Material for this exercise |

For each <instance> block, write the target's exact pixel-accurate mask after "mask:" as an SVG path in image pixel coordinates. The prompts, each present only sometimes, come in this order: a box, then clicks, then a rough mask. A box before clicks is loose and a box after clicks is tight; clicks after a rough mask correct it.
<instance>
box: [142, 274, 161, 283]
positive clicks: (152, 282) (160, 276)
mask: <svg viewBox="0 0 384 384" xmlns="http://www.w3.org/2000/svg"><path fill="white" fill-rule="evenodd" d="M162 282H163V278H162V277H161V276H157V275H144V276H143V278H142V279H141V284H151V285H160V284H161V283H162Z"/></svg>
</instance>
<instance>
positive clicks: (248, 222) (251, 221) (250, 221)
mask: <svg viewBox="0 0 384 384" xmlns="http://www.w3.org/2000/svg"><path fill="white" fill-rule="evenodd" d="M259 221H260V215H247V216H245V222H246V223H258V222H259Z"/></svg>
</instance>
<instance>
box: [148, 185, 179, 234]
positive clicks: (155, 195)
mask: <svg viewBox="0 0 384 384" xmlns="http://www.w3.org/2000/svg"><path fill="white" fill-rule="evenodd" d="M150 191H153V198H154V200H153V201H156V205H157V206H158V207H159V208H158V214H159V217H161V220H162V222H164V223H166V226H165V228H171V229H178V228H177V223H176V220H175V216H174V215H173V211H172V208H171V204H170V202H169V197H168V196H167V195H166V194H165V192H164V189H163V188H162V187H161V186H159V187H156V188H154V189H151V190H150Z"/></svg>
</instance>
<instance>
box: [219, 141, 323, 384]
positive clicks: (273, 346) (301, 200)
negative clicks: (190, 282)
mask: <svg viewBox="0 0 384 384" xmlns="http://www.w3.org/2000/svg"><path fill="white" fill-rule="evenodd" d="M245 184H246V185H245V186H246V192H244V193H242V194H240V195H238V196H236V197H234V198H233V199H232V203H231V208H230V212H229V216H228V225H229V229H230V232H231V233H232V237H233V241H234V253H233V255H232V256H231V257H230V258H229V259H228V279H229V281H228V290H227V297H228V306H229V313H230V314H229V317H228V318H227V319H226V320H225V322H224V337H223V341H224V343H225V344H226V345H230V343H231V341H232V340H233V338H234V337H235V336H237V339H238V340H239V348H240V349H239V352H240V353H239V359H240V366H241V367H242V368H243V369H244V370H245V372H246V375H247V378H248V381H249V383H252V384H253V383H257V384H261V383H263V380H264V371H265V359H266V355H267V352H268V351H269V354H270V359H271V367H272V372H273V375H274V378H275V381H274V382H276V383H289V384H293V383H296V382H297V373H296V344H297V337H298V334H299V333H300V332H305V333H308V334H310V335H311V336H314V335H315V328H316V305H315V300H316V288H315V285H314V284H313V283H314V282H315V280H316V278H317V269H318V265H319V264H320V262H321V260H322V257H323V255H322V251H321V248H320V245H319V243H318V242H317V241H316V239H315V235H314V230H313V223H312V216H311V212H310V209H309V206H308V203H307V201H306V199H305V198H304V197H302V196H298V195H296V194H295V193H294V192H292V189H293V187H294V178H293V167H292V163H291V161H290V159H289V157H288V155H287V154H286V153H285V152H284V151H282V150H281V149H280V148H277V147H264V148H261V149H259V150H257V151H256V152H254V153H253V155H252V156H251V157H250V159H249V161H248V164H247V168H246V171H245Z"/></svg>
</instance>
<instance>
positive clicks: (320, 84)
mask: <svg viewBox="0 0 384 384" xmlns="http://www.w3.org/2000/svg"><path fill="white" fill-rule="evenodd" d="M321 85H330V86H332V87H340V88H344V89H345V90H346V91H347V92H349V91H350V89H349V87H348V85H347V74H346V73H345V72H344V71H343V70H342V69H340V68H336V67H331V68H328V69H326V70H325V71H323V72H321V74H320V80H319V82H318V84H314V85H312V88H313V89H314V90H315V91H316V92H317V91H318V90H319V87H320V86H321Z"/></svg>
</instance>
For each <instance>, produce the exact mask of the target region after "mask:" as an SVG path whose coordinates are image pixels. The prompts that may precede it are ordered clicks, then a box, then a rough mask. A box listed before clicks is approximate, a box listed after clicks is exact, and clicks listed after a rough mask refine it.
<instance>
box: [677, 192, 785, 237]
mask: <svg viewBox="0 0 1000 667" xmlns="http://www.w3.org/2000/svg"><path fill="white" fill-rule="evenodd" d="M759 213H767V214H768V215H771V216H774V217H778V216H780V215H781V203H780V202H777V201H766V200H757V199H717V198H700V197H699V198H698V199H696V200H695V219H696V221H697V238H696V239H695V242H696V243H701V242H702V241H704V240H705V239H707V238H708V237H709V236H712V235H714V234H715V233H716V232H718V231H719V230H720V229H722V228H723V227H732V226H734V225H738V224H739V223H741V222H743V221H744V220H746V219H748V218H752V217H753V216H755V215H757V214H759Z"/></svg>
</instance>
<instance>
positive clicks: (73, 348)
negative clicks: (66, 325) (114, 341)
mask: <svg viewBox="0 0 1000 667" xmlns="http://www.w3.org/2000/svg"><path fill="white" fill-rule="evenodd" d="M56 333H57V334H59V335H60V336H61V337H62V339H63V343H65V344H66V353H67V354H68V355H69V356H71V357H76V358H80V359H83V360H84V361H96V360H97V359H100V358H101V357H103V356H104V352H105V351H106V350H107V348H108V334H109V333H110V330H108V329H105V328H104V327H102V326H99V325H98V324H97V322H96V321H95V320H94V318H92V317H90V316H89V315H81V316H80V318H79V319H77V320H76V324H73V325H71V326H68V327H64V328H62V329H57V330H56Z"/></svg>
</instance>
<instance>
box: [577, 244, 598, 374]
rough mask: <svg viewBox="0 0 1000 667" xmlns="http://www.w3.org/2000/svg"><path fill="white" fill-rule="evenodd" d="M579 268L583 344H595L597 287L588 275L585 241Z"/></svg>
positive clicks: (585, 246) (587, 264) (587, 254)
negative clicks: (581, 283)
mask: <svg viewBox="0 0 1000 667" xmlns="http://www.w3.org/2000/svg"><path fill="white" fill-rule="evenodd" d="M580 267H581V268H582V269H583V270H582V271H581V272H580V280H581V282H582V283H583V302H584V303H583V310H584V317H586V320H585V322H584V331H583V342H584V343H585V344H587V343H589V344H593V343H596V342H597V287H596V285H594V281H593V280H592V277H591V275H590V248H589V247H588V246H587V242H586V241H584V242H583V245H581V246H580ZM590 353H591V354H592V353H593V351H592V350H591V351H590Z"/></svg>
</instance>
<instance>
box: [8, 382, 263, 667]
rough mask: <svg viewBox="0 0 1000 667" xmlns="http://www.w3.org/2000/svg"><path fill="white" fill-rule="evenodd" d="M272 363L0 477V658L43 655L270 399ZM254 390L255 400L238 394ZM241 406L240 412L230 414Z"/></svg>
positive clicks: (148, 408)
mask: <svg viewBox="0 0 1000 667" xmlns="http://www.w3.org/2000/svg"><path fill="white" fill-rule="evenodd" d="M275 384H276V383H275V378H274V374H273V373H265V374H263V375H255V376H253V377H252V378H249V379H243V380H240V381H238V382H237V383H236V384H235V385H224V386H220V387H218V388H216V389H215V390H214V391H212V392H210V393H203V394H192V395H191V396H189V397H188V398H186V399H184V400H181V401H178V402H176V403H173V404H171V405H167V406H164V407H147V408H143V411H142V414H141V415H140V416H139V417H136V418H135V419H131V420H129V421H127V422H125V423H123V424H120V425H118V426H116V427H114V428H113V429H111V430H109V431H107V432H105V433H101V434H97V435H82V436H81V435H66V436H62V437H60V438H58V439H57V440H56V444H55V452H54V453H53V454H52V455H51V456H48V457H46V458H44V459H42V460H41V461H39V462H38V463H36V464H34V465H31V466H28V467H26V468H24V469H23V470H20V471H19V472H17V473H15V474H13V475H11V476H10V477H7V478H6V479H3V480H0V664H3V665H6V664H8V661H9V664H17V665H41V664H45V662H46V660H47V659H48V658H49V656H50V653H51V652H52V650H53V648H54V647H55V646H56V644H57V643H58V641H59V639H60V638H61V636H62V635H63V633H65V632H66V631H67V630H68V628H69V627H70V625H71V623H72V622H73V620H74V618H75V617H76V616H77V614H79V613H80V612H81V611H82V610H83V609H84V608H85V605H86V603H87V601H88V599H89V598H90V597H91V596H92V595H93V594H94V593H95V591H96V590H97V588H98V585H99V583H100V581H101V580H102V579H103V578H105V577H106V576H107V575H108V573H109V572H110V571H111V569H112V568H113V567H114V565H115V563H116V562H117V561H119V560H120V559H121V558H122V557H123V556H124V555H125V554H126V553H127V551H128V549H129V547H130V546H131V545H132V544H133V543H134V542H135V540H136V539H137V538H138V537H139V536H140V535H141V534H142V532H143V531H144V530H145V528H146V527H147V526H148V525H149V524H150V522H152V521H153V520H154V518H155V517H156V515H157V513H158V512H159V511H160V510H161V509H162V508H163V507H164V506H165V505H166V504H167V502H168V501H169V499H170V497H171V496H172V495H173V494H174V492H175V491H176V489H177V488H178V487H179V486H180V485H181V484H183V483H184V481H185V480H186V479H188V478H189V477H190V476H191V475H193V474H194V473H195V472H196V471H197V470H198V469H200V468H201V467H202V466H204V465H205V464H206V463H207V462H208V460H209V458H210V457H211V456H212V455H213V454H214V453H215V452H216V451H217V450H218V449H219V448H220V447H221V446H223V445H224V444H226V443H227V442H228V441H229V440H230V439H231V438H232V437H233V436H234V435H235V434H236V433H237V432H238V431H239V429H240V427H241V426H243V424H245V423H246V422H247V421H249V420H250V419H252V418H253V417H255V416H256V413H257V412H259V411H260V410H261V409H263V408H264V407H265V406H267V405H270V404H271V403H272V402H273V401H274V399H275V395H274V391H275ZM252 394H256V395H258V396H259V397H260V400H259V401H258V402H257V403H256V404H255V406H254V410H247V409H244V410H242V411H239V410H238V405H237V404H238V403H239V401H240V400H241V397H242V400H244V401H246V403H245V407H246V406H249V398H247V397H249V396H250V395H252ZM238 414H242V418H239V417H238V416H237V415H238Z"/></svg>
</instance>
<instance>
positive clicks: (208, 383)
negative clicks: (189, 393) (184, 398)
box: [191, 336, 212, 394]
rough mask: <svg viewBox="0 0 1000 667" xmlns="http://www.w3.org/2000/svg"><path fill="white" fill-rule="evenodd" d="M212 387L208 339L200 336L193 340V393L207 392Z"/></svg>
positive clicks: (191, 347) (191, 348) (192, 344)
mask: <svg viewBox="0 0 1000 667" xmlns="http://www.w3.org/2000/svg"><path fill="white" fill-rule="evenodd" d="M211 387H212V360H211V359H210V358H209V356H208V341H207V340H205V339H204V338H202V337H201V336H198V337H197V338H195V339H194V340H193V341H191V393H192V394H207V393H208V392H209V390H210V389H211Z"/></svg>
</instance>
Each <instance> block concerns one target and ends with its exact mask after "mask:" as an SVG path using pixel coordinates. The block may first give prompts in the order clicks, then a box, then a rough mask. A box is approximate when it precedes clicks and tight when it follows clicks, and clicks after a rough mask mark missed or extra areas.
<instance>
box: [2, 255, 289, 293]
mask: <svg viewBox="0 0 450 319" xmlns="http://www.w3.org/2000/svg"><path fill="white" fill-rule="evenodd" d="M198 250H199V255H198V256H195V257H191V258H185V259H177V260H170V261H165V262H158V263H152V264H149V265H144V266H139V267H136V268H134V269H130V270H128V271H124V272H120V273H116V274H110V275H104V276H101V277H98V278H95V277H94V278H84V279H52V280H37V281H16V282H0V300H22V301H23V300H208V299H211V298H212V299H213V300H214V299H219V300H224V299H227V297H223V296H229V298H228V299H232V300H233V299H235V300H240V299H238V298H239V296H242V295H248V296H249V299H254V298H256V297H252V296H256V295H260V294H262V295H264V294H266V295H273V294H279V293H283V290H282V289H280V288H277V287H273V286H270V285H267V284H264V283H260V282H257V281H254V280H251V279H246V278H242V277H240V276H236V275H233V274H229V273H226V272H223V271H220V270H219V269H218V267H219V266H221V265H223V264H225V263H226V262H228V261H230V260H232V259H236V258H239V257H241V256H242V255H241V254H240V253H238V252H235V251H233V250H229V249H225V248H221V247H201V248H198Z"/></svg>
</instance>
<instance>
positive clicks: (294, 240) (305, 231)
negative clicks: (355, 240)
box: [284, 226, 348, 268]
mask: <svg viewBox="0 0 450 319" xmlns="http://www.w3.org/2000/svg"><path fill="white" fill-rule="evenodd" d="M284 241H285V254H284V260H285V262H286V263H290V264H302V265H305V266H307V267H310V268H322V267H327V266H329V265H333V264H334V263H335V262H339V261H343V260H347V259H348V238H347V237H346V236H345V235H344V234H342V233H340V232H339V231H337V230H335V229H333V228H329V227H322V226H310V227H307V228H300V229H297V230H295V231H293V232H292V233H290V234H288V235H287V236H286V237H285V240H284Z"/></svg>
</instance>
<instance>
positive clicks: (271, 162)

Instruction | Count the lines in the records above that contain the word "negative", treating uppercase and lowercase as different. Reply with the number only.

Problem solution | 5